Here’s the low down on everything you need to know as they prepare to do battle.
Very similar form from the two sides in the build up to this one. Both ended the Six Nations with four victories from five games – along with Ireland – to take the tournament to the wire in the history “Super Saturday.”
They then entered the warm matches with one win and one defeat – Wales’ against Ireland and England’s against France – before rounding off with victories in their final games.
The World Cup has started wins for both, but big score lines have masked mediocre performances.
Wales fans look away now. The Welsh list of ailments looks like the most far fetched episode of Holby City to date. Centre Jonathan Davies – the man who took Brian O’Driscoll’s Lions jersey – was ruled out some months ago. Then in the final warm up game, the world’s deadliest kicker Leigh Halfpenny was ruled just minutes after Player of the Year Rhys Webb.
Then in the first game Cory Allen scored a hat trick before limping off with a thigh injury. Samson Lee, Paul James and Aaron Jarvis from the front row left with question marks hanging over their head; whilst explosive fullback Liam Williams has a dead leg that needs assessing (it’s not like when we were in school).

........

Work to complete: Write out, word for word, the part of the rugby preview that opens with the words containing "The World Cup" and closes with "were in school).".

........

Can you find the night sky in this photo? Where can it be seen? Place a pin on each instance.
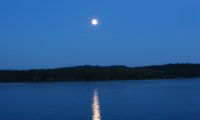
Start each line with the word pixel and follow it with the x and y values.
pixel 58 33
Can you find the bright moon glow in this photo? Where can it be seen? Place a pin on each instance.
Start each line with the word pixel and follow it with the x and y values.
pixel 94 22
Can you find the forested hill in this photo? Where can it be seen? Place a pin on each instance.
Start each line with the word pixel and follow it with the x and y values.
pixel 89 73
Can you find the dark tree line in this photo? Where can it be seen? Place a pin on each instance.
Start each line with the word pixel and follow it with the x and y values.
pixel 89 73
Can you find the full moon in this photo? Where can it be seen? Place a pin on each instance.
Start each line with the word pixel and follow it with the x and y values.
pixel 94 22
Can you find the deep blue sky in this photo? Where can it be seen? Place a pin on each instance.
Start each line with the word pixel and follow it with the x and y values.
pixel 58 33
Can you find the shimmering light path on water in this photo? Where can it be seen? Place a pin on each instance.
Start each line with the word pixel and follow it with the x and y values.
pixel 95 106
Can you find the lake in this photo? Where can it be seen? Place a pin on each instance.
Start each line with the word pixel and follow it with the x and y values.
pixel 105 100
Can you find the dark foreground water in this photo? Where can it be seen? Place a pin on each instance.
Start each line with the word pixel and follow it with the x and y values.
pixel 112 100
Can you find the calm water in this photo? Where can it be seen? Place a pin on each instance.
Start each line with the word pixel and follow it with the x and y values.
pixel 112 100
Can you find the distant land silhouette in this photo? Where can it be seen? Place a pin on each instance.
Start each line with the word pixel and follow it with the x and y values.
pixel 97 73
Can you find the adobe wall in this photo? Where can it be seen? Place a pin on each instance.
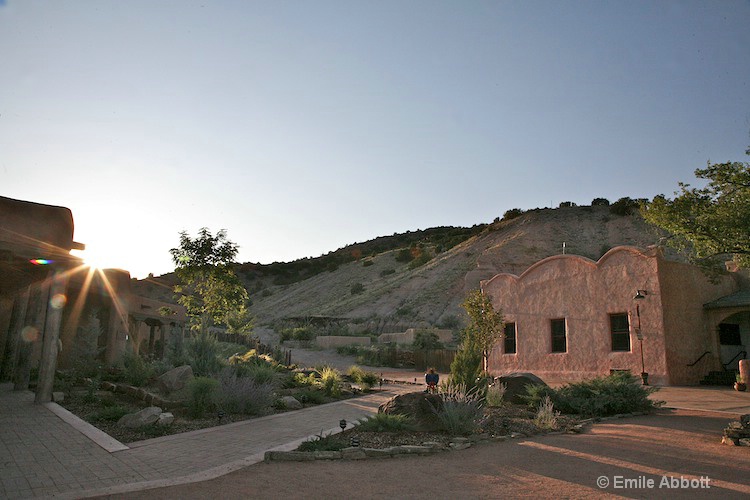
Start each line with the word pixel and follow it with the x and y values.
pixel 585 293
pixel 689 330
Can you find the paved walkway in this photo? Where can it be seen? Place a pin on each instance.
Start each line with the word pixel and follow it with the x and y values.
pixel 45 451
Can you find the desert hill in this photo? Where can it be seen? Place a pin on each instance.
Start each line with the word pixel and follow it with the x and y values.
pixel 423 283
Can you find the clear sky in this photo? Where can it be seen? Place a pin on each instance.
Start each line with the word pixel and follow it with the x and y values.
pixel 304 126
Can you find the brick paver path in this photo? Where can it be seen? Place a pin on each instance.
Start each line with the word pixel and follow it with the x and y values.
pixel 42 455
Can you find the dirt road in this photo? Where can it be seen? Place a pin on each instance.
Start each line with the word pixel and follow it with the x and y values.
pixel 675 452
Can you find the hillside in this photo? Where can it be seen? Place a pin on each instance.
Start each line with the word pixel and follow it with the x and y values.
pixel 383 292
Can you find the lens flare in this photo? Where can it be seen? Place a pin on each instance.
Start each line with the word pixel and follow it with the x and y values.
pixel 29 334
pixel 58 301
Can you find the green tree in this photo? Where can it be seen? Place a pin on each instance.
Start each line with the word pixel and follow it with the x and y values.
pixel 208 287
pixel 485 324
pixel 712 221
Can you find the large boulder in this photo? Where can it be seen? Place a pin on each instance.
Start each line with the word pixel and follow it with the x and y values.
pixel 516 383
pixel 291 403
pixel 421 407
pixel 175 379
pixel 146 416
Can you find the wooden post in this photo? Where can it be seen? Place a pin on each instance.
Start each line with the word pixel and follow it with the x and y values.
pixel 51 339
pixel 18 318
pixel 32 329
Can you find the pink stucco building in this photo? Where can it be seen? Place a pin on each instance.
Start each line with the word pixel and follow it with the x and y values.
pixel 569 318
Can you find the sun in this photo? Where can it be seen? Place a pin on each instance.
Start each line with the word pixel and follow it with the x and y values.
pixel 91 259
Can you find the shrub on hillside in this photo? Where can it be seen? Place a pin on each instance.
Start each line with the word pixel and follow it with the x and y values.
pixel 202 396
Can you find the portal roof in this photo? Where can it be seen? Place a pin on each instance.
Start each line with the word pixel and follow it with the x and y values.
pixel 737 299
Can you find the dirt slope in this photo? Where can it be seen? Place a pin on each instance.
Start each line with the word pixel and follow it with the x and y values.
pixel 395 296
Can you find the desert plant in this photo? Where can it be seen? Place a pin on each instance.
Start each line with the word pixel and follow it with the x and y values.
pixel 382 422
pixel 242 394
pixel 330 380
pixel 312 396
pixel 137 371
pixel 546 416
pixel 461 409
pixel 365 379
pixel 495 393
pixel 202 395
pixel 110 414
pixel 203 352
pixel 323 443
pixel 620 392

........

Your response:
The World Cup has started wins for both, but big score lines have masked mediocre performances.
Wales fans look away now. The Welsh list of ailments looks like the most far fetched episode of Holby City to date. Centre Jonathan Davies – the man who took Brian O’Driscoll’s Lions jersey – was ruled out some months ago. Then in the final warm up game, the world’s deadliest kicker Leigh Halfpenny was ruled just minutes after Player of the Year Rhys Webb.
Then in the first game Cory Allen scored a hat trick before limping off with a thigh injury. Samson Lee, Paul James and Aaron Jarvis from the front row left with question marks hanging over their head; whilst explosive fullback Liam Williams has a dead leg that needs assessing (it’s not like when we were in school).